___ Page excerpt ___

Get Your Inner Critic to Stand Down with Mindfulness

Get Your Inner Critic to Stand Down with Mindfulness

Getting familiar with your inner voice, mainly when that voice is an inner critic – is one of the great benefits of mindfulness practice. This often puts you face-to-face with limiting beliefs, reactivity, and emotional challenges that can seem hard to engage. And to be fair. It is hard. That's why getting some help with this is a good idea?when you get fed up with the experience.

We all have the experience of this inner voice, and most of us accept it as just a part of who we are. We don’t often really examine the kinds of messages or content, or feelings that voice imparts to us. Taking some time to take inventory of what your inner voice is voicing can tell you a lot about what’s important to you in helpful ways, and often surprising,

Exploring the inner voice in mindfulness

One way to think about this is to consider your inner voice is not really you but only a process that happens courtesy of your brain. Sort of like a constant companion but in some cases, this companion isn’t all that friendly. Some people, for example, have a pretty harsh inner critic that is constantly reminding them of the need to be quiet or putting them down in some way, like an angry parent “you aren’t smart enough to talk in this meeting!” or “don’t speak up! People will see that you’re not so smart!.” Not such a great friend to have along for your private conversations every day.

___ Data to examine ___

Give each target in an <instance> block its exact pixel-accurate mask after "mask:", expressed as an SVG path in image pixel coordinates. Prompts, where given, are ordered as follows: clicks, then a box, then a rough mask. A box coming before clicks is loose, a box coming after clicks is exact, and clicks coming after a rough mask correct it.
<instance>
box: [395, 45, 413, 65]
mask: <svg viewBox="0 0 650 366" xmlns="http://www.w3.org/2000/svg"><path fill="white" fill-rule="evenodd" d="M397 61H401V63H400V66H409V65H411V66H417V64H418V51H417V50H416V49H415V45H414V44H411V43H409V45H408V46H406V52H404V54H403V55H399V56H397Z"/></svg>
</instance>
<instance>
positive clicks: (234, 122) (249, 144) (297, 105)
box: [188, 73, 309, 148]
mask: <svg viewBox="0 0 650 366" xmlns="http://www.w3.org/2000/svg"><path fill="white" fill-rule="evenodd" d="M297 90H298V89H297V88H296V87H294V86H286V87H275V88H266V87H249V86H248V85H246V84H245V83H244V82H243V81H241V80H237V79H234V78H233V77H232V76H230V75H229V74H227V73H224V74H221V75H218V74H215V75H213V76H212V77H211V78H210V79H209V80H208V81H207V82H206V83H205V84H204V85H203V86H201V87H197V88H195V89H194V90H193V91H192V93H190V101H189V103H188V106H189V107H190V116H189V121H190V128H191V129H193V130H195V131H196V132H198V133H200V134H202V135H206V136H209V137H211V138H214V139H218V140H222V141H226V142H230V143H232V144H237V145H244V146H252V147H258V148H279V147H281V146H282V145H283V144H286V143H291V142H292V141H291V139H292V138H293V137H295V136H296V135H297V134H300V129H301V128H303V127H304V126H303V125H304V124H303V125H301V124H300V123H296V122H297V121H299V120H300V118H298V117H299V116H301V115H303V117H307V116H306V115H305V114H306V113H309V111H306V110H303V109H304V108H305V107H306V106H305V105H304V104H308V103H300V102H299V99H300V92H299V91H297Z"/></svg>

___

▸ **Task set**
a) Rewrite the paragraph of the inner critic article that begins "One way to think about this" as a short bulleted list that keeps its main facts.
b) Reproduce all of the stored records word for word, from the first line to the last.
These records are unrelated to the inner critic article.

▸ **Responses in order**
a)
- Your inner voice can be thought of as a process your brain carries out, not as you.
- It is like a constant companion, but sometimes not a friendly one.
- Some people have a harsh inner critic that keeps telling them to stay quiet or puts them down, like an angry parent: "you aren't smart enough to talk in this meeting!"
- That makes it a poor companion for your private conversations every day.

b)
Give each target in an <instance> block its exact pixel-accurate mask after "mask:", expressed as an SVG path in image pixel coordinates. Prompts, where given, are ordered as follows: clicks, then a box, then a rough mask. A box coming before clicks is loose, a box coming after clicks is exact, and clicks coming after a rough mask correct it.
<instance>
box: [395, 45, 413, 65]
mask: <svg viewBox="0 0 650 366" xmlns="http://www.w3.org/2000/svg"><path fill="white" fill-rule="evenodd" d="M397 61H401V63H400V66H409V65H411V66H417V64H418V51H417V50H416V49H415V45H414V44H411V43H409V45H408V46H406V52H404V54H403V55H399V56H397Z"/></svg>
</instance>
<instance>
positive clicks: (234, 122) (249, 144) (297, 105)
box: [188, 73, 309, 148]
mask: <svg viewBox="0 0 650 366" xmlns="http://www.w3.org/2000/svg"><path fill="white" fill-rule="evenodd" d="M297 90H298V89H297V88H296V87H294V86H286V87H275V88H266V87H249V86H248V85H246V84H245V83H244V82H243V81H241V80H237V79H234V78H233V77H232V76H230V75H229V74H227V73H224V74H221V75H218V74H215V75H213V76H212V77H211V78H210V79H209V80H208V81H207V82H206V83H205V84H204V85H203V86H201V87H197V88H195V89H194V90H193V91H192V93H190V101H189V103H188V106H189V107H190V116H189V121H190V128H191V129H193V130H195V131H196V132H198V133H200V134H202V135H206V136H209V137H211V138H214V139H218V140H222V141H226V142H230V143H232V144H237V145H244V146H252V147H258V148H279V147H281V146H282V145H283V144H286V143H291V142H292V141H291V139H292V138H293V137H295V136H296V135H297V134H300V129H301V128H303V127H304V126H303V125H304V124H303V125H301V124H300V123H296V122H297V121H299V120H300V118H298V117H299V116H301V115H303V117H307V116H306V115H305V114H306V113H309V111H306V110H303V109H304V108H305V107H306V106H305V105H304V104H308V103H300V102H299V99H300V92H299V91H297Z"/></svg>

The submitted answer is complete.